- [Prompt]:
Copy out every line of the records below without changing anything.

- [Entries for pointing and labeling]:
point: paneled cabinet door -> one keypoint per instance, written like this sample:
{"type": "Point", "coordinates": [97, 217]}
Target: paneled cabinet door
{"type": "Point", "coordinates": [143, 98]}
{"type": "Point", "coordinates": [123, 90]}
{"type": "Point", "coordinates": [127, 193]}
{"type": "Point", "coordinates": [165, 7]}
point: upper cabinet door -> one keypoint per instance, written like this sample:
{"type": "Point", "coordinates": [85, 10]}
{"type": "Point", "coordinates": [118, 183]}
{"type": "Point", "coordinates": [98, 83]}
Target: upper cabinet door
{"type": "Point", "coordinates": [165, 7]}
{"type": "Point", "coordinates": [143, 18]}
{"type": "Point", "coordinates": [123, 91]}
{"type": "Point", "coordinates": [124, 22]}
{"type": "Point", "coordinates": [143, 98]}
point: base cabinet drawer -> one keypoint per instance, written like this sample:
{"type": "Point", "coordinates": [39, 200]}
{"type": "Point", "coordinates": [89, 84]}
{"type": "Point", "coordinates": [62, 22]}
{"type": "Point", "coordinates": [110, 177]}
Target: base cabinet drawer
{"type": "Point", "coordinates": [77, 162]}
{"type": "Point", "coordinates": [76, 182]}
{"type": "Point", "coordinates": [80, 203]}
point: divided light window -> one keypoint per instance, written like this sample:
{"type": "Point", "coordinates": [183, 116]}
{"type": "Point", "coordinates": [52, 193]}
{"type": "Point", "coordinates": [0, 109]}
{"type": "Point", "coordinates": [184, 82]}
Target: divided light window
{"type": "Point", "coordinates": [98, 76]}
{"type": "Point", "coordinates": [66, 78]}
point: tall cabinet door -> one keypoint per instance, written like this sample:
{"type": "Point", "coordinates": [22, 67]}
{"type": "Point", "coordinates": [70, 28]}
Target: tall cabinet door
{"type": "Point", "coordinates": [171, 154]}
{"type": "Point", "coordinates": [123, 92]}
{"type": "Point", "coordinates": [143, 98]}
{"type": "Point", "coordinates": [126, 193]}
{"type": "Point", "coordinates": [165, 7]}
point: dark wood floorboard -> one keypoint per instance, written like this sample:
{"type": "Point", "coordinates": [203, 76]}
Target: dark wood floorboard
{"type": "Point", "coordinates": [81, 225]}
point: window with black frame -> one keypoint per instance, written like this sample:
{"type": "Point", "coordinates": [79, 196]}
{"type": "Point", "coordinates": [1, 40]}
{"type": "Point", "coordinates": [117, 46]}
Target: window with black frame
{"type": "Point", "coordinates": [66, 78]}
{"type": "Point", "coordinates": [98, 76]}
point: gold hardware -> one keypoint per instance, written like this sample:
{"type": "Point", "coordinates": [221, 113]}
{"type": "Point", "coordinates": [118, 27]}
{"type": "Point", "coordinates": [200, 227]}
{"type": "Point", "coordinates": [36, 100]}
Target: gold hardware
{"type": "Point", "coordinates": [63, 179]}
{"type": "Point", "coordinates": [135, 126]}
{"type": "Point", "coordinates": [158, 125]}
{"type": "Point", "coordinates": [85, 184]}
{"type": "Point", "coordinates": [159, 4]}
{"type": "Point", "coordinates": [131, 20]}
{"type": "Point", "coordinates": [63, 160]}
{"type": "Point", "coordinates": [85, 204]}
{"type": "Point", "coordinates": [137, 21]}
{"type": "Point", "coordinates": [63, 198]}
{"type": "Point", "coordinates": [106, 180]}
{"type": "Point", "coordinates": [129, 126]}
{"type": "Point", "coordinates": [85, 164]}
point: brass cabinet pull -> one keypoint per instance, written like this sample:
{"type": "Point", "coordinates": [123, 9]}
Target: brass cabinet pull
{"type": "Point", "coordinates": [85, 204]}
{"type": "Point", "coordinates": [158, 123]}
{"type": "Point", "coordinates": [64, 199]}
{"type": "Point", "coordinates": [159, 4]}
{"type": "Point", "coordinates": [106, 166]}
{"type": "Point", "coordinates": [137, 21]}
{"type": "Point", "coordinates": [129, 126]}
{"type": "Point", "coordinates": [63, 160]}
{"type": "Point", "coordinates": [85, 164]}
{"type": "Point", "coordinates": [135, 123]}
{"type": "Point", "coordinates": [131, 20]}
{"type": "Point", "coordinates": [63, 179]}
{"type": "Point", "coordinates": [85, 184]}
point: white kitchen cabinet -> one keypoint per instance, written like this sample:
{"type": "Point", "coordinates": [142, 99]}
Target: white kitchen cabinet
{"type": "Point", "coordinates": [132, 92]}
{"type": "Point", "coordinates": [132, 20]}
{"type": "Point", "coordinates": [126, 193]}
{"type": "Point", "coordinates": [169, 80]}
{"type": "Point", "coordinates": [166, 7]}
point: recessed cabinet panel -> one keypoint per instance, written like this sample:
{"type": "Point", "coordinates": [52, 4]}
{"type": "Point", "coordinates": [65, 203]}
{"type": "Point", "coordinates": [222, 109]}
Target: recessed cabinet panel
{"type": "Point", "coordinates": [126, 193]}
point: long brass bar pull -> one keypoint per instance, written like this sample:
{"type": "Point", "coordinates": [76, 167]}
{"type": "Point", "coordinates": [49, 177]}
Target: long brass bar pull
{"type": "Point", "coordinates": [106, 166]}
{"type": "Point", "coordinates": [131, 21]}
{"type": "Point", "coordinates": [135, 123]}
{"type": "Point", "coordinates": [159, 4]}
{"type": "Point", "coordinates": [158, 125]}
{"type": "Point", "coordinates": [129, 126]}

- [Task answer]:
point: paneled cabinet door -> one keypoint per instance, written like this sample:
{"type": "Point", "coordinates": [97, 217]}
Target: paneled cabinet door
{"type": "Point", "coordinates": [143, 98]}
{"type": "Point", "coordinates": [123, 90]}
{"type": "Point", "coordinates": [127, 193]}
{"type": "Point", "coordinates": [165, 7]}
point: upper cabinet door -> one keypoint per instance, written like this sample:
{"type": "Point", "coordinates": [85, 10]}
{"type": "Point", "coordinates": [118, 183]}
{"type": "Point", "coordinates": [98, 83]}
Target: upper cabinet door
{"type": "Point", "coordinates": [165, 7]}
{"type": "Point", "coordinates": [143, 18]}
{"type": "Point", "coordinates": [123, 91]}
{"type": "Point", "coordinates": [124, 22]}
{"type": "Point", "coordinates": [143, 98]}
point: base cabinet drawer -> one keypoint per instance, written like this sample:
{"type": "Point", "coordinates": [39, 200]}
{"type": "Point", "coordinates": [89, 84]}
{"type": "Point", "coordinates": [62, 22]}
{"type": "Point", "coordinates": [110, 177]}
Target: base cabinet drawer
{"type": "Point", "coordinates": [77, 162]}
{"type": "Point", "coordinates": [76, 182]}
{"type": "Point", "coordinates": [80, 203]}
point: divided light window -> one keypoint per instance, written like this sample:
{"type": "Point", "coordinates": [183, 116]}
{"type": "Point", "coordinates": [52, 193]}
{"type": "Point", "coordinates": [0, 109]}
{"type": "Point", "coordinates": [184, 82]}
Target: divided light window
{"type": "Point", "coordinates": [98, 76]}
{"type": "Point", "coordinates": [66, 78]}
point: tall cabinet door -> one keypoint per instance, written like this sample:
{"type": "Point", "coordinates": [22, 67]}
{"type": "Point", "coordinates": [70, 28]}
Target: tall cabinet door
{"type": "Point", "coordinates": [171, 154]}
{"type": "Point", "coordinates": [123, 92]}
{"type": "Point", "coordinates": [143, 98]}
{"type": "Point", "coordinates": [126, 193]}
{"type": "Point", "coordinates": [165, 7]}
point: dark wood floorboard -> one keypoint per instance, written like this sample:
{"type": "Point", "coordinates": [203, 76]}
Target: dark wood floorboard
{"type": "Point", "coordinates": [81, 225]}
point: window with black frame -> one keypoint per instance, written like this sample:
{"type": "Point", "coordinates": [79, 196]}
{"type": "Point", "coordinates": [1, 40]}
{"type": "Point", "coordinates": [117, 46]}
Target: window with black frame
{"type": "Point", "coordinates": [66, 78]}
{"type": "Point", "coordinates": [98, 76]}
point: gold hardware -> one keypoint per instance, written like this sample:
{"type": "Point", "coordinates": [221, 113]}
{"type": "Point", "coordinates": [118, 27]}
{"type": "Point", "coordinates": [200, 227]}
{"type": "Point", "coordinates": [36, 100]}
Target: gold hardware
{"type": "Point", "coordinates": [63, 179]}
{"type": "Point", "coordinates": [135, 126]}
{"type": "Point", "coordinates": [158, 125]}
{"type": "Point", "coordinates": [85, 184]}
{"type": "Point", "coordinates": [159, 4]}
{"type": "Point", "coordinates": [131, 20]}
{"type": "Point", "coordinates": [63, 160]}
{"type": "Point", "coordinates": [85, 204]}
{"type": "Point", "coordinates": [137, 21]}
{"type": "Point", "coordinates": [63, 198]}
{"type": "Point", "coordinates": [106, 180]}
{"type": "Point", "coordinates": [129, 126]}
{"type": "Point", "coordinates": [85, 164]}
point: brass cabinet pull -> one keypoint per instance, written like this sample:
{"type": "Point", "coordinates": [123, 9]}
Target: brass cabinet pull
{"type": "Point", "coordinates": [85, 204]}
{"type": "Point", "coordinates": [158, 123]}
{"type": "Point", "coordinates": [64, 199]}
{"type": "Point", "coordinates": [159, 4]}
{"type": "Point", "coordinates": [106, 166]}
{"type": "Point", "coordinates": [137, 21]}
{"type": "Point", "coordinates": [129, 126]}
{"type": "Point", "coordinates": [63, 160]}
{"type": "Point", "coordinates": [85, 164]}
{"type": "Point", "coordinates": [135, 123]}
{"type": "Point", "coordinates": [131, 20]}
{"type": "Point", "coordinates": [63, 179]}
{"type": "Point", "coordinates": [85, 184]}
point: white kitchen cabinet -> one keypoint per instance, written like this sample:
{"type": "Point", "coordinates": [142, 99]}
Target: white kitchen cabinet
{"type": "Point", "coordinates": [132, 92]}
{"type": "Point", "coordinates": [132, 20]}
{"type": "Point", "coordinates": [126, 193]}
{"type": "Point", "coordinates": [169, 80]}
{"type": "Point", "coordinates": [166, 7]}
point: recessed cabinet panel -> one keypoint per instance, written like this sample:
{"type": "Point", "coordinates": [52, 4]}
{"type": "Point", "coordinates": [65, 203]}
{"type": "Point", "coordinates": [222, 109]}
Target: recessed cabinet panel
{"type": "Point", "coordinates": [126, 193]}
point: long brass bar pull -> one keypoint per instance, written like this sample:
{"type": "Point", "coordinates": [76, 167]}
{"type": "Point", "coordinates": [49, 177]}
Target: long brass bar pull
{"type": "Point", "coordinates": [106, 166]}
{"type": "Point", "coordinates": [131, 21]}
{"type": "Point", "coordinates": [135, 123]}
{"type": "Point", "coordinates": [159, 4]}
{"type": "Point", "coordinates": [158, 125]}
{"type": "Point", "coordinates": [129, 126]}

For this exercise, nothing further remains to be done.